Transcribe all of the entries, matching each one exactly.
****************
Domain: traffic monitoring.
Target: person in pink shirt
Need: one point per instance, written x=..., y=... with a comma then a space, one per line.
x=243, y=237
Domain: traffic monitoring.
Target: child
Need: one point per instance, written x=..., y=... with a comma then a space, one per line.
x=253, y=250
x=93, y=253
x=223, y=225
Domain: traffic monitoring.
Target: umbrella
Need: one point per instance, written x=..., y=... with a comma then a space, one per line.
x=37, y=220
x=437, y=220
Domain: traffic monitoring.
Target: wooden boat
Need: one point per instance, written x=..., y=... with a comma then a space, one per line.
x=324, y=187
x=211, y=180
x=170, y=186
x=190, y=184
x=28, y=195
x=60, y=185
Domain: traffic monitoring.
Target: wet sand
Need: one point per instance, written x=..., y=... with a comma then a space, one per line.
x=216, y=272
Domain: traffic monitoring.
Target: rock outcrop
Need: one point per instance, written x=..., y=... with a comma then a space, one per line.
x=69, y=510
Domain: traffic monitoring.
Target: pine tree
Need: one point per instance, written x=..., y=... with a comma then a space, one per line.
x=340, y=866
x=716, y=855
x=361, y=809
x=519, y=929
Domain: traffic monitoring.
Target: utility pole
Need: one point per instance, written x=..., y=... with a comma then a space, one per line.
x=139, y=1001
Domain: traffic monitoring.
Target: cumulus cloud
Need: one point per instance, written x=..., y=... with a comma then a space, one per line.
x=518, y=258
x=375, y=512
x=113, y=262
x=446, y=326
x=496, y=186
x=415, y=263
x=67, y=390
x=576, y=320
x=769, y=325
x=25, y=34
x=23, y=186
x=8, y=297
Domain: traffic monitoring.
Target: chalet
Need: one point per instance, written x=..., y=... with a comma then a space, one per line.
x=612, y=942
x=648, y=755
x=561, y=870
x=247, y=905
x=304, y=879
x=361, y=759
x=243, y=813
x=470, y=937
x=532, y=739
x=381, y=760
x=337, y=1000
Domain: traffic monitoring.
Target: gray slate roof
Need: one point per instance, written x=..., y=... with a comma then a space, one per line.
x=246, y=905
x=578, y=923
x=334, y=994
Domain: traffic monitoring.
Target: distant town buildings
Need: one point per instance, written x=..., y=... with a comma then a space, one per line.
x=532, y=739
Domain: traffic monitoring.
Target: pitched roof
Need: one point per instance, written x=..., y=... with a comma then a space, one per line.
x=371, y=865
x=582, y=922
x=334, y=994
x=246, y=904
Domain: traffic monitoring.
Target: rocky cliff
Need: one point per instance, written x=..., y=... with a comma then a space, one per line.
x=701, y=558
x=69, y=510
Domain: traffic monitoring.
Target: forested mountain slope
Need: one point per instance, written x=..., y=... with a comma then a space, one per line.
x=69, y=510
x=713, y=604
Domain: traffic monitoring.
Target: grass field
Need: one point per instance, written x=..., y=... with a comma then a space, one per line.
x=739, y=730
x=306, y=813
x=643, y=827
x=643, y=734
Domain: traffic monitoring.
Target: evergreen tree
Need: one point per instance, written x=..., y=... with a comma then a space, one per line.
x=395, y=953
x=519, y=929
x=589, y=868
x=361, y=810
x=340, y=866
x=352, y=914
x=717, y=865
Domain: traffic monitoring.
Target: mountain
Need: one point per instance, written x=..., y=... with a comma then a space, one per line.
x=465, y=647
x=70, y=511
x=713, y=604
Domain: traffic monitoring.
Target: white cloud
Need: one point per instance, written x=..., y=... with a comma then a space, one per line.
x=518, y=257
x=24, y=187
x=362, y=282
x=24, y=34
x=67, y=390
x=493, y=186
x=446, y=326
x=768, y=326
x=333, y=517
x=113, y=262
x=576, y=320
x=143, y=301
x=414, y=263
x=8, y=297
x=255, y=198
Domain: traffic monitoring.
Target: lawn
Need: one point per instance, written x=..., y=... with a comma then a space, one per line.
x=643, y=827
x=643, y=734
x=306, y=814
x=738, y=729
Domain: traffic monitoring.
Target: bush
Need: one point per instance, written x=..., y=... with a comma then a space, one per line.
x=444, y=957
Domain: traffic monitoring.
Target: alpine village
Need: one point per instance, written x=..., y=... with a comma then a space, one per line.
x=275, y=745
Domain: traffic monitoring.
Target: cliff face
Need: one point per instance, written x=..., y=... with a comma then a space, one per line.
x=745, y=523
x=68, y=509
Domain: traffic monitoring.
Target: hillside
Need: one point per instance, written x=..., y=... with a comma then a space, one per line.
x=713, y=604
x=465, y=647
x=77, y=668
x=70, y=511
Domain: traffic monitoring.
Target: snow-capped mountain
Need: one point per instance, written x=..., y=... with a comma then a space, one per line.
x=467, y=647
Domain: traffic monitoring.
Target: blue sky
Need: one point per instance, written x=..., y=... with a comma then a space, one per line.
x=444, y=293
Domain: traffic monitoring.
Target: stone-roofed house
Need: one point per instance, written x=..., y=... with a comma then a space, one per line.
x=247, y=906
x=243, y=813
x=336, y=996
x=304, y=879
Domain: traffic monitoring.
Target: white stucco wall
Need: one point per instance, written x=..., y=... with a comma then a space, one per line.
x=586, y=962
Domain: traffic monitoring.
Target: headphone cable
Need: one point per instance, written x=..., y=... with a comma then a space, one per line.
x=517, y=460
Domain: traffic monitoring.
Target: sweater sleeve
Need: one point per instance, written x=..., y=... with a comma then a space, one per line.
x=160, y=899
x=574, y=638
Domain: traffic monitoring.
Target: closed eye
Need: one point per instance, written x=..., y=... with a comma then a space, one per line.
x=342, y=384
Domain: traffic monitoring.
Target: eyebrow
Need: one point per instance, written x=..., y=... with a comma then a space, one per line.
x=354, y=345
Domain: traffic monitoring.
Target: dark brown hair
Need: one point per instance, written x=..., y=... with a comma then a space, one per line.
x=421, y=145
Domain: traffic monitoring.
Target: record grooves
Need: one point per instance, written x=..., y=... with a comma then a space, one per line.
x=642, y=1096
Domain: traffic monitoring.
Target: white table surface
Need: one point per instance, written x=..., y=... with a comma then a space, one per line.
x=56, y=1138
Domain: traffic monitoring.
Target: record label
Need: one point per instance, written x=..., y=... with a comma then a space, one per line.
****************
» OUTPUT OF THE TASK
Domain: traffic monitoring.
Target: person in pink shirt
Need: one point per instance, written x=..., y=... with a comma then a space, one per line.
x=243, y=237
Domain: traffic monitoring.
Target: child
Need: one point per instance, written x=..., y=... with a comma then a space, one per line.
x=253, y=250
x=93, y=253
x=223, y=225
Domain: traffic monitoring.
Target: umbrella
Need: one point per instance, written x=..., y=... with a comma then a space, one per line.
x=37, y=220
x=437, y=220
Domain: traffic monitoring.
Target: wooden boat
Need: one point per instance, written x=..., y=... with a comma then a space, one per line.
x=324, y=187
x=211, y=180
x=170, y=186
x=190, y=184
x=28, y=195
x=60, y=185
Domain: traffic monitoring.
Target: wet sand
Need: one point per instance, written x=..., y=... with a comma then a space, one per line.
x=216, y=272
Domain: traffic monitoring.
Target: rock outcrop
Need: one point per instance, written x=..., y=... with a comma then a space, one per line.
x=69, y=510
Domain: traffic monitoring.
Target: pine tree
Need: one point per instance, written x=..., y=... with a comma then a space, one per line.
x=340, y=866
x=716, y=855
x=361, y=809
x=519, y=929
Domain: traffic monitoring.
Target: utility pole
Need: one point per instance, written x=..., y=... with a comma then a space, one per line.
x=139, y=1001
Domain: traffic monitoring.
Target: cumulus cloud
Need: one point per instance, written x=..., y=... with a comma then a space, one per line.
x=518, y=258
x=375, y=512
x=113, y=262
x=446, y=326
x=496, y=186
x=415, y=263
x=67, y=390
x=576, y=320
x=769, y=325
x=25, y=34
x=23, y=186
x=8, y=297
Domain: traffic monitoring.
Target: chalet
Need: one point per instance, written x=..., y=... with a comma then a space, one per line.
x=612, y=942
x=648, y=755
x=561, y=870
x=247, y=905
x=304, y=879
x=361, y=759
x=243, y=813
x=470, y=937
x=532, y=739
x=381, y=760
x=337, y=1000
Domain: traffic monitoring.
Target: gray slate roof
Need: one point per instance, written x=..., y=... with a comma then a space, one per line.
x=246, y=905
x=578, y=923
x=334, y=994
Domain: traffic monitoring.
Target: distant town buildings
Need: one point per instance, written x=..., y=... with a comma then a space, one per line.
x=532, y=739
Domain: traffic monitoring.
Target: pitched roof
Need: one point per instance, written x=..., y=... with a comma then a space, one per line.
x=371, y=865
x=582, y=922
x=334, y=994
x=246, y=904
Domain: traffic monitoring.
Target: rocky cliff
Need: one point per instance, written x=..., y=... with a comma then a space, one per line.
x=701, y=558
x=69, y=510
Domain: traffic monitoring.
Target: forested mountain slope
Need: one point per instance, written x=..., y=... with a comma then a space, one per line.
x=69, y=510
x=713, y=604
Domain: traffic monitoring.
Target: grass field
Need: one point per instance, written x=..., y=... with a comma then a space, one per line.
x=739, y=730
x=306, y=813
x=643, y=827
x=643, y=734
Domain: traffic monitoring.
Target: evergreen tree
Need: one point per instance, written x=..., y=... with a comma then a space, one per line.
x=395, y=953
x=519, y=929
x=589, y=868
x=361, y=810
x=340, y=866
x=352, y=914
x=717, y=865
Domain: traffic monitoring.
Target: mountain
Need: one point per instance, written x=..., y=... with a comma then a space, one per line.
x=465, y=647
x=70, y=511
x=713, y=604
Domain: traffic monitoring.
Target: white cloud
Need: one point per instance, written x=..., y=... with a comma then a space, one per line.
x=518, y=257
x=24, y=187
x=362, y=282
x=24, y=34
x=67, y=390
x=493, y=186
x=446, y=326
x=768, y=326
x=333, y=517
x=113, y=262
x=576, y=320
x=143, y=301
x=414, y=263
x=8, y=297
x=255, y=198
Domain: traffic monitoring.
Target: lawn
Need: one point per instance, written x=..., y=... with a comma then a space, one per line.
x=643, y=827
x=643, y=734
x=306, y=814
x=738, y=729
Domain: traffic monitoring.
Target: bush
Need: one point per instance, written x=..., y=... with a comma then a space, one per line.
x=444, y=957
Domain: traffic monitoring.
Target: alpine village
Need: one point per instance, written x=..., y=... with a comma then a space, one per line.
x=275, y=745
Domain: traffic monitoring.
Target: cliff face
Need: one point per instance, written x=..., y=... with a comma then a space, one per line.
x=745, y=523
x=68, y=509
Domain: traffic monitoring.
Target: hillside
Need: one point per instance, written x=..., y=... with a comma then a space, one per line.
x=713, y=604
x=465, y=647
x=77, y=668
x=70, y=511
Domain: traffic monitoring.
Target: snow-capped mountain
Need: one point per instance, written x=..., y=... with a comma then a space, one per line.
x=467, y=647
Domain: traffic monitoring.
Target: blue sky
Need: one point per instance, written x=..., y=... with a comma then a space, one per line.
x=444, y=293
Domain: traffic monitoring.
Target: stone-roofed house
Need: one point per instance, written x=..., y=... with a comma then a space, one per line.
x=247, y=906
x=243, y=813
x=336, y=996
x=304, y=879
Domain: traffic monitoring.
Target: white stucco wall
Need: one point per instance, written x=..., y=... with a comma then a space, one per line.
x=586, y=962
Domain: traffic monitoring.
Target: headphone cable
Need: one point per instance, written x=..., y=... with a comma then a space, one per line.
x=517, y=460
Domain: traffic monitoring.
Target: sweater sleeve
Need: one point per instance, written x=..., y=... with a comma then a space, one per line.
x=160, y=899
x=574, y=638
Domain: traffic monitoring.
Target: closed eye
Need: one point per instance, written x=..., y=... with a comma then a space, one per line.
x=342, y=384
Domain: traffic monitoring.
Target: eyebrow
Need: one point per instance, written x=..., y=... with a comma then a space, one per line.
x=354, y=345
Domain: traffic monitoring.
Target: dark brown hair
Need: one point per instance, written x=..., y=... with a comma then a space, one per line.
x=421, y=145
Domain: traffic monitoring.
Target: record grooves
Need: one point per instance, written x=..., y=... with a comma then a space, one per line.
x=642, y=1096
Domain: traffic monitoring.
Target: white table surface
Need: one point per instance, written x=..., y=... with a comma then a space, one per line.
x=56, y=1138
Domain: traffic monitoring.
Target: record label
Need: one point per instance, written x=..., y=... with a comma then a space, one per line.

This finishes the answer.